# An internal contradiction in purgatory arguments?



## RamistThomist (Oct 13, 2013)

I am working on this line of thought and I want to see if it holds water. According to the Baltimore Catechism #1381, Purgatory is the temporal punishment for venial sins, presumably after death. But if Christ dealt with the curse of sin(s) on the cross, then why is one being punished for a sin that he is no longer guilty of?


----------



## ZackF (Oct 13, 2013)

Cameronian said:


> I am working on this line of thought and I want to see if it holds water. According to the Baltimore Catechism #1381, Purgatory is the temporal punishment for venial sins, presumably after death. But if Christ dealt with the curse of sin(s) on the cross, then why is one being punished for a sin that he is no longer guilty of?



It is about making "satisfication" for sins even though they are forgiven. There is no righteousness imputed in RCism and so even though one is forgiven you still have to make things right with God. Purgatory really is, In my humble opinion, a doctrine necessary and fully consistent if you have no imputation and have to be "made righteous."


----------



## Andres (Oct 13, 2013)

The RCC intermingles the doctrines of justification and sanctification, so as Zack said, even though you are forgiven, you still have to work for it. My understanding of purgatory is that it's intended for those who didn't fully earn their "righteousness" during their time on earth. Just another RCC teaching that's not found anywhere in scripture.


----------



## One Little Nail (Oct 13, 2013)

When does the Imagined Purgatory begin, since at the 2nd Coming all will be called
from the Grave to give account which would end any sort of "refining" being carried out
on the Soul. Does this mean that after the Great/Last judgment that bad catholics will
be thrown in the fire with the wicked, should I even presume that it's the same fire? or 
is there two fire pits one for the wicked to be Eternally Tormented/Tortured & another
where bad R.C's & those who couldn't match up go, What sort of God do those catholics
believe in?

**Record list:**
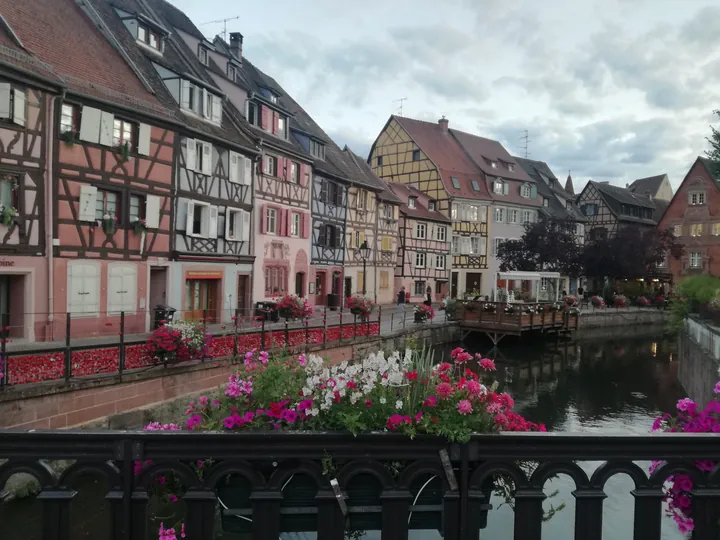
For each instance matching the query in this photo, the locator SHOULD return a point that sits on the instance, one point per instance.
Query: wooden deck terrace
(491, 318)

---

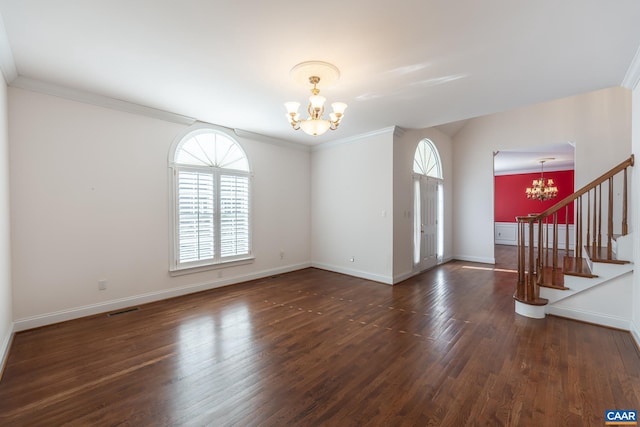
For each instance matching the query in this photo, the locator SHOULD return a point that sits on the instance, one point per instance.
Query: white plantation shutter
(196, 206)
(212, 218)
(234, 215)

**Requests:**
1: In the purgatory thread, duplicate the passage starting at "The RCC intermingles" and ending at "anywhere in scripture.".
2: According to ZackF in the purgatory thread, why is purgatory a necessary and consistent doctrine within Roman Catholic teaching? Answer in one to three sentences.
3: Write the next part of the purgatory thread, picking up after its final post.

**Answers by task:**
1:
The RCC intermingles the doctrines of justification and sanctification, so as Zack said, even though you are forgiven, you still have to work for it. My understanding of purgatory is that it's intended for those who didn't fully earn their "righteousness" during their time on earth. Just another RCC teaching that's not found anywhere in scripture.

2: ZackF says Roman Catholicism imputes no righteousness, so a forgiven person must still make "satisfaction" for sins and set things right with God. If there is no imputation and one has to be "made righteous," purgatory follows as a necessary and fully consistent doctrine.

3:
----------



## ZackF (Oct 13, 2013)

One Little Nail said:


> When does the Imagined Purgatory begin, since at the 2nd Coming all will be called
> from the Grave to give account which would end any sort of "refining" being carried out
> on the Soul. Does this mean that after the Great/Last judgment that bad catholics will
> be thrown in the fire with the wicked, should I even presume that it's the same fire? or
> ...



Purgatory is not seen with the same timeline as this world or eternity. The doctrine isn't taught as a second chance or hell-light but a place to "purge" sins (venial and unsatisfied yet forgiven mortal) that have yet to be expiated.


----------



## ZackF (Oct 13, 2013)

Andres said:


> The RCC intermingles the doctrines of justification and sanctification, so as Zack said, even though you are forgiven, you still have to work for it. My understanding of purgatory is that it's intended for those who didn't fully earn their "righteousness" during their time on earth. Just another RCC teaching that's not found anywhere in scripture.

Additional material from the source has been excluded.